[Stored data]
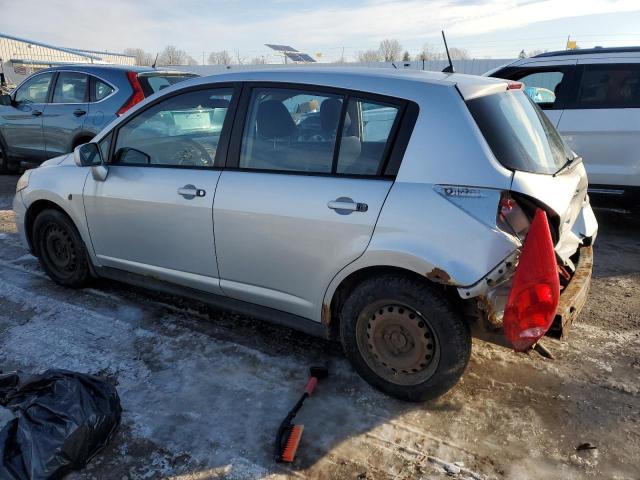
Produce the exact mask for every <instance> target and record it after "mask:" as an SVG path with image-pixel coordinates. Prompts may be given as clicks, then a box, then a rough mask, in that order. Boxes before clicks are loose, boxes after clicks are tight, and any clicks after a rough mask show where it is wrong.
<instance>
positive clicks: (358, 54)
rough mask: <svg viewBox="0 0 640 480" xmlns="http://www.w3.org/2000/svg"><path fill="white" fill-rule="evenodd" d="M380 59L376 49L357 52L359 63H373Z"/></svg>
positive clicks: (377, 61) (358, 60)
mask: <svg viewBox="0 0 640 480" xmlns="http://www.w3.org/2000/svg"><path fill="white" fill-rule="evenodd" d="M381 60H382V56H381V55H380V52H379V51H378V50H365V51H364V52H358V61H359V62H360V63H375V62H379V61H381Z"/></svg>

> [WHAT THE EXERCISE ASKS]
Review the entries above and return every line where "instance" appears.

> [TASK RESULT]
Produce the exact mask for every <instance> target and record it after "mask:" as an SVG path with image-pixel coordinates. Prompts may be given as clicks, then a box, then a rough mask, in that order. Boxes before clicks are loose, boxes after clicks are tight, and any clicks after a rough mask show where it is wrong.
<instance>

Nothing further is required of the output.